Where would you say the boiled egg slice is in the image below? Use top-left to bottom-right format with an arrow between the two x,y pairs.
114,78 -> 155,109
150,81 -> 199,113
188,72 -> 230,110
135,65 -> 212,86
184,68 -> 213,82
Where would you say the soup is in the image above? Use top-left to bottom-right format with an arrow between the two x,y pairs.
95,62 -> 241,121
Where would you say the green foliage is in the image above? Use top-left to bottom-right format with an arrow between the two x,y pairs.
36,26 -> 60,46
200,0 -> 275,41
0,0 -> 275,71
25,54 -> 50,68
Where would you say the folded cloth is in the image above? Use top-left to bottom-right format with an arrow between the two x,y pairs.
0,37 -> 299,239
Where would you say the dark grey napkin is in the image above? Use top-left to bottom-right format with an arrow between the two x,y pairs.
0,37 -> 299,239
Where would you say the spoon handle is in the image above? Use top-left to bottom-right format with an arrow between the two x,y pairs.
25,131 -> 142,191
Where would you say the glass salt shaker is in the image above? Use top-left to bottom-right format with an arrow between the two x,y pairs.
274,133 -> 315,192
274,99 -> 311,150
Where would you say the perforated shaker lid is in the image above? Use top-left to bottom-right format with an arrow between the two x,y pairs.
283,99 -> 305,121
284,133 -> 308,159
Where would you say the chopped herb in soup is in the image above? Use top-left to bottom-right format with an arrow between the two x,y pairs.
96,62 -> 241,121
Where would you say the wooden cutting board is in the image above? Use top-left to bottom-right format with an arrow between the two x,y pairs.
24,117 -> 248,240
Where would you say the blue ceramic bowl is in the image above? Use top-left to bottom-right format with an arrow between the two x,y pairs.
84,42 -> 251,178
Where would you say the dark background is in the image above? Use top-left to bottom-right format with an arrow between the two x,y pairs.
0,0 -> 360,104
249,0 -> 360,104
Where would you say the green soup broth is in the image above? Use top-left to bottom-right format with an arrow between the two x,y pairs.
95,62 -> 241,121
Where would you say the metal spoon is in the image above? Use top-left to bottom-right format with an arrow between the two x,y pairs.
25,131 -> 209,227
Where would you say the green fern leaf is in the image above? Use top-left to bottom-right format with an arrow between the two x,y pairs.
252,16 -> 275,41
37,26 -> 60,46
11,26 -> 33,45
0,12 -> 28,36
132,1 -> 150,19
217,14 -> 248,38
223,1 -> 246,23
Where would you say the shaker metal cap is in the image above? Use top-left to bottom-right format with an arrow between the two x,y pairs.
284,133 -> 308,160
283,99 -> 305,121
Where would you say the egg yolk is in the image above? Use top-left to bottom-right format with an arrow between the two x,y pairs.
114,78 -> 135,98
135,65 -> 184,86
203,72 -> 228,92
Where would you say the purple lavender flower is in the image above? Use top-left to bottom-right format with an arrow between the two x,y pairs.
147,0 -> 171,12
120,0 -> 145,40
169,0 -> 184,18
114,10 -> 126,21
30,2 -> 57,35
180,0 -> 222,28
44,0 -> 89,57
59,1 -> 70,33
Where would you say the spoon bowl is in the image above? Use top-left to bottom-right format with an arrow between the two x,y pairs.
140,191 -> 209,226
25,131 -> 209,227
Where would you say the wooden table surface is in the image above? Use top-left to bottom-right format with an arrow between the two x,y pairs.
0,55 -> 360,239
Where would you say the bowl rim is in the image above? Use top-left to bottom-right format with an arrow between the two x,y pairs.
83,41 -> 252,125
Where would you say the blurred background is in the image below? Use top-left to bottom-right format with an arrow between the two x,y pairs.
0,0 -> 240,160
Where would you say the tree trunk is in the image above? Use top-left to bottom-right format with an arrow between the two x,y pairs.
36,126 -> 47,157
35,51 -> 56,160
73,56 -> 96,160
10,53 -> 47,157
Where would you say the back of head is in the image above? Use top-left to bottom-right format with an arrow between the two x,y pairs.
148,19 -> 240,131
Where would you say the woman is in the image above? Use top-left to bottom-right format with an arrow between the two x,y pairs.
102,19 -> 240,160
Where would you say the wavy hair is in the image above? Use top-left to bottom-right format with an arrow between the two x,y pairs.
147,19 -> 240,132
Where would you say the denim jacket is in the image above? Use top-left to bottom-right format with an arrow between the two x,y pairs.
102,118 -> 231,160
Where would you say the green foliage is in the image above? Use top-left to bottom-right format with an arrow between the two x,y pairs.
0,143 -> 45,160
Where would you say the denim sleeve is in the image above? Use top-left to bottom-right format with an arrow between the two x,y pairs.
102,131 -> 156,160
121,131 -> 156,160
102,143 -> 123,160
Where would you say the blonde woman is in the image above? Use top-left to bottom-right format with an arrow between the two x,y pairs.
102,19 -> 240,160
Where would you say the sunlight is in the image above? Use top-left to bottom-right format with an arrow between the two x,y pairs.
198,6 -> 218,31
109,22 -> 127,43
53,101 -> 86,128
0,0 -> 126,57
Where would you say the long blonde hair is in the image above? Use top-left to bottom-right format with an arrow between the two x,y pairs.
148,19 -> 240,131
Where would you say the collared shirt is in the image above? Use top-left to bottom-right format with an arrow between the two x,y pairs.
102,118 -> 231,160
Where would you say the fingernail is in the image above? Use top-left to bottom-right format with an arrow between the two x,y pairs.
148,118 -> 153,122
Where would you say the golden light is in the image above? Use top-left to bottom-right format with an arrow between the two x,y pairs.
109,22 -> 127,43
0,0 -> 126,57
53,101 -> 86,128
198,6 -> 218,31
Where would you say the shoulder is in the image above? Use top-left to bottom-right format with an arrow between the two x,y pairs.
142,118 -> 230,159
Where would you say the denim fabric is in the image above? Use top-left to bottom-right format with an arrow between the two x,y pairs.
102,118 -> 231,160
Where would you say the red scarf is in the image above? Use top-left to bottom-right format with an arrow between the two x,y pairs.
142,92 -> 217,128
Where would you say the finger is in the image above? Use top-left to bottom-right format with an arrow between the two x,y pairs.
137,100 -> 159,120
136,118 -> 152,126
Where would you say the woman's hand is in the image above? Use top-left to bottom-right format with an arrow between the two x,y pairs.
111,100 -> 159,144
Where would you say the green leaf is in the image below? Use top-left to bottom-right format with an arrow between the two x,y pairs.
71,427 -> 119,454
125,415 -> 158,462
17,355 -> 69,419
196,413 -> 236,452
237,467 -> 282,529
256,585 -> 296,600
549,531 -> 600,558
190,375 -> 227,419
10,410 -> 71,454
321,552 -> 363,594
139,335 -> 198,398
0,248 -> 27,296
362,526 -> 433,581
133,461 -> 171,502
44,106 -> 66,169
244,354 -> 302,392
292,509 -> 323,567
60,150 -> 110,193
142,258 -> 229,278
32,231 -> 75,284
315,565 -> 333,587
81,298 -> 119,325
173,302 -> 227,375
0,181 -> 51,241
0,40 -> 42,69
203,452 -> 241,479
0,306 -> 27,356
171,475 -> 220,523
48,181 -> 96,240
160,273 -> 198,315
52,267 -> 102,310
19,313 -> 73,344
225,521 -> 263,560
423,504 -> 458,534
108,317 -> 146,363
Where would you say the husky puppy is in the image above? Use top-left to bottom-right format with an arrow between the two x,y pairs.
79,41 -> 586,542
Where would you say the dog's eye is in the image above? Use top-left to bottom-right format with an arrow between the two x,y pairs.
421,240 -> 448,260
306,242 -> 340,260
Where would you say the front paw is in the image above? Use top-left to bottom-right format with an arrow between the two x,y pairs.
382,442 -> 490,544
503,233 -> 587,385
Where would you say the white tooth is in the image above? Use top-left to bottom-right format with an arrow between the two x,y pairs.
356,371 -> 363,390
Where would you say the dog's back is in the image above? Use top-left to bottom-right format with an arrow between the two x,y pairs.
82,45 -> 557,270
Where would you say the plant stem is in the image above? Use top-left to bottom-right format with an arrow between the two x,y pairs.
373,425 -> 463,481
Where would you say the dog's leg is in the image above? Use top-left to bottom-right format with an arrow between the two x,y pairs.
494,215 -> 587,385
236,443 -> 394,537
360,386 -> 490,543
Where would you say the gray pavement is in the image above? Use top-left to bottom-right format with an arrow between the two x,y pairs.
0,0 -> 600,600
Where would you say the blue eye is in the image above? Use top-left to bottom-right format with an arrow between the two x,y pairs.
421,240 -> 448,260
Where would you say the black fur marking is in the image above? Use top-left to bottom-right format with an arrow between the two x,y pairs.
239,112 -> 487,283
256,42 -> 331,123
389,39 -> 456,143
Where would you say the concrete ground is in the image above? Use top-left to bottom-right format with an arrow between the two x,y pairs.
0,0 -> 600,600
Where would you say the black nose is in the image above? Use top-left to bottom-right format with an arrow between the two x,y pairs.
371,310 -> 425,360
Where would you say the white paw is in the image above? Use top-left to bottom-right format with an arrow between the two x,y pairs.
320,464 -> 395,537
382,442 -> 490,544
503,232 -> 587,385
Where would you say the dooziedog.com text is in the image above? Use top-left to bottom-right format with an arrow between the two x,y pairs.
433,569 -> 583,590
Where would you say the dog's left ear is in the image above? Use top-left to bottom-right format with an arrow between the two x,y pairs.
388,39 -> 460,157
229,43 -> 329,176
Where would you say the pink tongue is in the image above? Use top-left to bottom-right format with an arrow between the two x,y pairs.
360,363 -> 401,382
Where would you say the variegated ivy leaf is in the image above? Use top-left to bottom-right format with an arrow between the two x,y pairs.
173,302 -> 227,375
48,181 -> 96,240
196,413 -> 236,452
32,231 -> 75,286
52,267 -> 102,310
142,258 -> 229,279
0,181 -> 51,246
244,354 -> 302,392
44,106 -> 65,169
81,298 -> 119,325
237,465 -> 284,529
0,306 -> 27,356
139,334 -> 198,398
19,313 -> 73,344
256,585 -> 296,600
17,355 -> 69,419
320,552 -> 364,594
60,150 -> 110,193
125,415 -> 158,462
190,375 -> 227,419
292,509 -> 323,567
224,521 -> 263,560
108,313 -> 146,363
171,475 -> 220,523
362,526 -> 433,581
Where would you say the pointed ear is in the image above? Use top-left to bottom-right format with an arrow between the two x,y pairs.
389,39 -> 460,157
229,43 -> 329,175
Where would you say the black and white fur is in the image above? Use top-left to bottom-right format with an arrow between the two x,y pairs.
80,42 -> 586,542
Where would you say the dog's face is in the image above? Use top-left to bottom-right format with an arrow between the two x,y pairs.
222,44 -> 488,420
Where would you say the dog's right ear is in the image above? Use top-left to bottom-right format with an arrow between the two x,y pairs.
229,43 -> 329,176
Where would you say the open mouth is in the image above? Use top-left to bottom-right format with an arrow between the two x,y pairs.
○ ○ ○ ○ ○
_WRITTEN INSTRUCTION_
Quote the lines of the material starting with the line that contains "Where would you say the blonde" and going on through the line that contains "111,100 -> 159,144", both included, copying them word for word.

_EXERCISE RESPONSE_
Where would you say the blonde woman is in the image above? Use top-left to bottom-right format with an arrow between the two x,y pairs.
102,19 -> 240,160
Where would you say the sunlight is in the image above? Use top-left to bottom-right format with an arrow between the two x,y pairs.
198,6 -> 218,31
109,22 -> 127,43
53,101 -> 86,128
0,0 -> 126,57
Where would you say the long blonde hair is in the image above? Use top-left to bottom-right format with an arrow between the two x,y pairs.
148,19 -> 240,131
Where would you say the collared shirt is in the image above? Use top-left to bottom-right format with an arrow between the two x,y pairs.
102,118 -> 231,160
Where would you say the fingernail is in the image above? Use top-left to bottom-right format with an arrow between the two x,y pairs.
148,118 -> 153,122
Where would you say the golden light is in the image above? Use top-left to bottom-right format with an arrow between the two x,y pairs.
109,22 -> 127,43
0,0 -> 126,57
53,101 -> 86,128
198,6 -> 218,31
Where would you say the shoulder is in the image above? Use top-left to bottom-right format with an arrow between the two x,y pairs.
142,118 -> 230,159
Where would you say the denim fabric is in the image above? Use top-left to bottom-right format with an arrow between the two x,y pairs.
102,118 -> 231,160
Where would you say the red scarf is in the image above? Use top-left to bottom-right format with an arrow between the two x,y pairs.
142,92 -> 217,128
Where would you say the finger is in the image above? Use top-left to bottom-right format with an arrow between the two x,y pairs.
137,100 -> 159,120
136,118 -> 152,126
Where would you say the woman's hand is in the image above? Use top-left to bottom-right format with an arrow between the two x,y pairs.
111,100 -> 159,144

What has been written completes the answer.